--- EXERCISE INSTRUCTIONS ---
Report every line in the entries below that contains the string "sponge", copying each one in full. Case counts when matching.

--- MATERIAL ---
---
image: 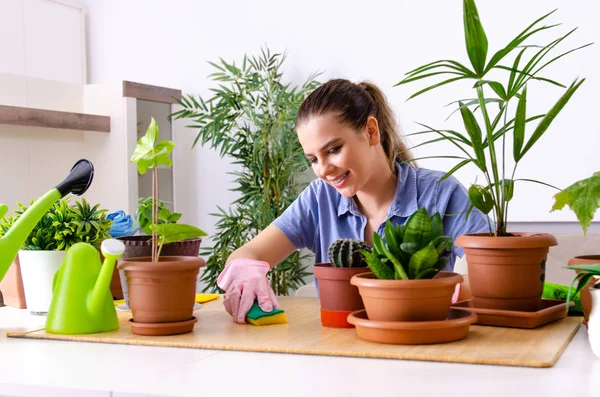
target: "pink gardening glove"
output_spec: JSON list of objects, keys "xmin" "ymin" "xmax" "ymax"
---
[{"xmin": 217, "ymin": 258, "xmax": 280, "ymax": 324}]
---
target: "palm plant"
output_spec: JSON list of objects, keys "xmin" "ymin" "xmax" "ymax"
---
[
  {"xmin": 397, "ymin": 0, "xmax": 590, "ymax": 236},
  {"xmin": 172, "ymin": 48, "xmax": 318, "ymax": 295}
]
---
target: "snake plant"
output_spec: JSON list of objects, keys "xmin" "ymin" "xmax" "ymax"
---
[{"xmin": 359, "ymin": 208, "xmax": 452, "ymax": 280}]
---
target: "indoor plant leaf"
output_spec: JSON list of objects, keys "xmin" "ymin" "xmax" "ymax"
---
[
  {"xmin": 552, "ymin": 172, "xmax": 600, "ymax": 233},
  {"xmin": 150, "ymin": 223, "xmax": 206, "ymax": 244}
]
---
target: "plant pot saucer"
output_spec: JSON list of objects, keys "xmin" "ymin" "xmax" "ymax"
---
[
  {"xmin": 129, "ymin": 317, "xmax": 198, "ymax": 336},
  {"xmin": 348, "ymin": 308, "xmax": 477, "ymax": 345},
  {"xmin": 452, "ymin": 299, "xmax": 574, "ymax": 329}
]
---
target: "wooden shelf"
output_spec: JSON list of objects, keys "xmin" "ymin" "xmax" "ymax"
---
[
  {"xmin": 123, "ymin": 81, "xmax": 181, "ymax": 103},
  {"xmin": 0, "ymin": 105, "xmax": 110, "ymax": 132}
]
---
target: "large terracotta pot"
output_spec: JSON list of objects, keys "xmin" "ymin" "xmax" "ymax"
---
[
  {"xmin": 118, "ymin": 255, "xmax": 206, "ymax": 332},
  {"xmin": 568, "ymin": 255, "xmax": 600, "ymax": 325},
  {"xmin": 314, "ymin": 263, "xmax": 369, "ymax": 328},
  {"xmin": 116, "ymin": 235, "xmax": 202, "ymax": 306},
  {"xmin": 350, "ymin": 272, "xmax": 463, "ymax": 321},
  {"xmin": 456, "ymin": 233, "xmax": 558, "ymax": 311}
]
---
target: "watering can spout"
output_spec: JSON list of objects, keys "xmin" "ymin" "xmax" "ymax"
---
[
  {"xmin": 88, "ymin": 239, "xmax": 125, "ymax": 313},
  {"xmin": 0, "ymin": 159, "xmax": 94, "ymax": 281}
]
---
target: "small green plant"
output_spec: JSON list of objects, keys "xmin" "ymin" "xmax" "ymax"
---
[
  {"xmin": 0, "ymin": 198, "xmax": 112, "ymax": 251},
  {"xmin": 130, "ymin": 118, "xmax": 206, "ymax": 262},
  {"xmin": 327, "ymin": 238, "xmax": 371, "ymax": 267},
  {"xmin": 552, "ymin": 171, "xmax": 600, "ymax": 234},
  {"xmin": 359, "ymin": 208, "xmax": 452, "ymax": 280},
  {"xmin": 563, "ymin": 263, "xmax": 600, "ymax": 310},
  {"xmin": 135, "ymin": 197, "xmax": 181, "ymax": 234}
]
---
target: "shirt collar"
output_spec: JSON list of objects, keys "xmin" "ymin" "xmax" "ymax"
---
[{"xmin": 338, "ymin": 163, "xmax": 419, "ymax": 219}]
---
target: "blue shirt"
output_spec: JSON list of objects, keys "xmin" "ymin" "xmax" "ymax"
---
[{"xmin": 273, "ymin": 163, "xmax": 489, "ymax": 270}]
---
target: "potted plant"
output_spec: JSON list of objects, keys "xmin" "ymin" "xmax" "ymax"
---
[
  {"xmin": 172, "ymin": 48, "xmax": 319, "ymax": 295},
  {"xmin": 398, "ymin": 0, "xmax": 587, "ymax": 311},
  {"xmin": 350, "ymin": 208, "xmax": 463, "ymax": 321},
  {"xmin": 567, "ymin": 262, "xmax": 600, "ymax": 357},
  {"xmin": 314, "ymin": 238, "xmax": 371, "ymax": 328},
  {"xmin": 5, "ymin": 197, "xmax": 112, "ymax": 314},
  {"xmin": 552, "ymin": 172, "xmax": 600, "ymax": 322},
  {"xmin": 117, "ymin": 197, "xmax": 202, "ymax": 307},
  {"xmin": 0, "ymin": 214, "xmax": 27, "ymax": 309},
  {"xmin": 118, "ymin": 118, "xmax": 206, "ymax": 335}
]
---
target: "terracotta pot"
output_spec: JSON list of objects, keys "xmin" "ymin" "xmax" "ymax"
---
[
  {"xmin": 118, "ymin": 255, "xmax": 206, "ymax": 324},
  {"xmin": 456, "ymin": 233, "xmax": 558, "ymax": 312},
  {"xmin": 350, "ymin": 272, "xmax": 463, "ymax": 321},
  {"xmin": 568, "ymin": 255, "xmax": 600, "ymax": 325},
  {"xmin": 314, "ymin": 263, "xmax": 369, "ymax": 328},
  {"xmin": 0, "ymin": 256, "xmax": 27, "ymax": 309},
  {"xmin": 116, "ymin": 235, "xmax": 202, "ymax": 306}
]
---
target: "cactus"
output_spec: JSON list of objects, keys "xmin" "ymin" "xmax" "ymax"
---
[
  {"xmin": 359, "ymin": 208, "xmax": 452, "ymax": 280},
  {"xmin": 327, "ymin": 238, "xmax": 371, "ymax": 267}
]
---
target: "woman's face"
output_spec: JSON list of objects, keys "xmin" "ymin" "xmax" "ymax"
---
[{"xmin": 296, "ymin": 114, "xmax": 379, "ymax": 197}]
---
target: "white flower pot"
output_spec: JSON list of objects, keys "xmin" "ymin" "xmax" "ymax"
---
[
  {"xmin": 19, "ymin": 250, "xmax": 65, "ymax": 315},
  {"xmin": 588, "ymin": 288, "xmax": 600, "ymax": 357}
]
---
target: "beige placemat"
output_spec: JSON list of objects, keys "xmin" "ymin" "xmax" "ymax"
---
[{"xmin": 8, "ymin": 297, "xmax": 581, "ymax": 367}]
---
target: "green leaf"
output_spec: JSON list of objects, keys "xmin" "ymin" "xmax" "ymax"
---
[
  {"xmin": 460, "ymin": 103, "xmax": 487, "ymax": 172},
  {"xmin": 130, "ymin": 118, "xmax": 175, "ymax": 174},
  {"xmin": 384, "ymin": 219, "xmax": 402, "ymax": 259},
  {"xmin": 403, "ymin": 207, "xmax": 432, "ymax": 249},
  {"xmin": 552, "ymin": 172, "xmax": 600, "ymax": 233},
  {"xmin": 513, "ymin": 86, "xmax": 527, "ymax": 162},
  {"xmin": 563, "ymin": 261, "xmax": 600, "ymax": 275},
  {"xmin": 358, "ymin": 250, "xmax": 394, "ymax": 280},
  {"xmin": 408, "ymin": 243, "xmax": 438, "ymax": 279},
  {"xmin": 463, "ymin": 0, "xmax": 488, "ymax": 77},
  {"xmin": 150, "ymin": 223, "xmax": 206, "ymax": 244},
  {"xmin": 519, "ymin": 79, "xmax": 585, "ymax": 160},
  {"xmin": 468, "ymin": 184, "xmax": 494, "ymax": 215},
  {"xmin": 373, "ymin": 233, "xmax": 408, "ymax": 280},
  {"xmin": 431, "ymin": 212, "xmax": 444, "ymax": 239}
]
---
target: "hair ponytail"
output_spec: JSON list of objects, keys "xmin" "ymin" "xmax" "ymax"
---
[{"xmin": 296, "ymin": 79, "xmax": 416, "ymax": 172}]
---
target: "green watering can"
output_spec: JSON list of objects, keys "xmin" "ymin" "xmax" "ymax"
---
[
  {"xmin": 0, "ymin": 159, "xmax": 125, "ymax": 334},
  {"xmin": 46, "ymin": 239, "xmax": 125, "ymax": 334}
]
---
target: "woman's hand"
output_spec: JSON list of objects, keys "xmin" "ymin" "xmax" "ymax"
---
[{"xmin": 217, "ymin": 258, "xmax": 280, "ymax": 324}]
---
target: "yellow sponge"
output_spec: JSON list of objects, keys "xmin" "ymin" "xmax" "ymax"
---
[{"xmin": 246, "ymin": 300, "xmax": 288, "ymax": 325}]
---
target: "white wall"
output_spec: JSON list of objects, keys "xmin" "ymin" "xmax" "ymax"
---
[
  {"xmin": 69, "ymin": 0, "xmax": 600, "ymax": 237},
  {"xmin": 0, "ymin": 0, "xmax": 86, "ymax": 84}
]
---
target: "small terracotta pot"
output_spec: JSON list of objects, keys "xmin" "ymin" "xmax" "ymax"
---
[
  {"xmin": 116, "ymin": 235, "xmax": 202, "ymax": 306},
  {"xmin": 314, "ymin": 263, "xmax": 369, "ymax": 328},
  {"xmin": 118, "ymin": 255, "xmax": 206, "ymax": 323},
  {"xmin": 456, "ymin": 233, "xmax": 558, "ymax": 312},
  {"xmin": 0, "ymin": 256, "xmax": 27, "ymax": 309},
  {"xmin": 350, "ymin": 272, "xmax": 463, "ymax": 321},
  {"xmin": 568, "ymin": 255, "xmax": 600, "ymax": 325}
]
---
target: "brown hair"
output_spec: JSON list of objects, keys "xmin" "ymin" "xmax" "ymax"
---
[{"xmin": 296, "ymin": 79, "xmax": 416, "ymax": 172}]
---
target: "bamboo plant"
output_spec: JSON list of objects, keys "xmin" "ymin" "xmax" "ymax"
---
[
  {"xmin": 396, "ymin": 0, "xmax": 590, "ymax": 236},
  {"xmin": 172, "ymin": 48, "xmax": 318, "ymax": 295}
]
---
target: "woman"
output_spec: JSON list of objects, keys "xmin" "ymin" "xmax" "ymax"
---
[{"xmin": 217, "ymin": 79, "xmax": 488, "ymax": 323}]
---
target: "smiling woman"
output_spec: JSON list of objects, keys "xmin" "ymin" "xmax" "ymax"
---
[{"xmin": 219, "ymin": 79, "xmax": 489, "ymax": 322}]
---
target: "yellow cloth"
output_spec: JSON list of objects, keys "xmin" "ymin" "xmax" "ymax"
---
[{"xmin": 113, "ymin": 294, "xmax": 220, "ymax": 306}]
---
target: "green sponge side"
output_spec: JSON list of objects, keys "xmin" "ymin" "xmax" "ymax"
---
[
  {"xmin": 542, "ymin": 283, "xmax": 583, "ymax": 314},
  {"xmin": 246, "ymin": 300, "xmax": 283, "ymax": 320}
]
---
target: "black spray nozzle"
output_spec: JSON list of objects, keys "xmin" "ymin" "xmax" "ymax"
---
[{"xmin": 56, "ymin": 159, "xmax": 94, "ymax": 197}]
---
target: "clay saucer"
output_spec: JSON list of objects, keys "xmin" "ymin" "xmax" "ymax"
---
[
  {"xmin": 452, "ymin": 299, "xmax": 574, "ymax": 329},
  {"xmin": 348, "ymin": 308, "xmax": 477, "ymax": 345},
  {"xmin": 129, "ymin": 317, "xmax": 198, "ymax": 336}
]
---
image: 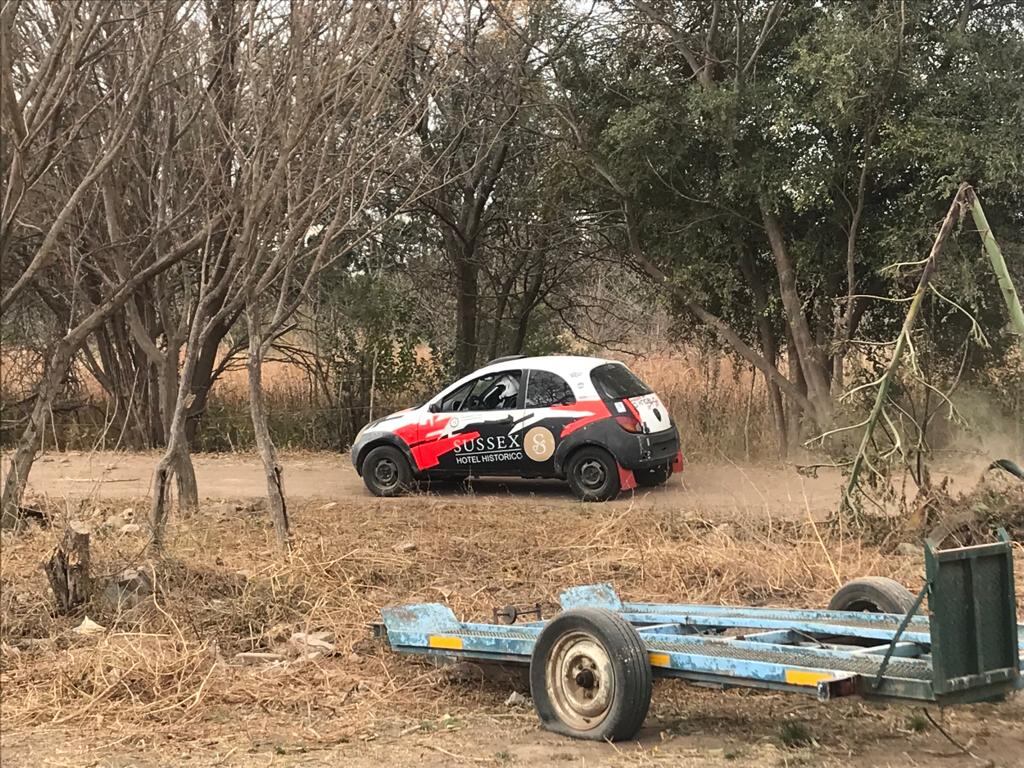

--- FINAL RESULT ---
target: "yellow sponge"
target: "green sponge side"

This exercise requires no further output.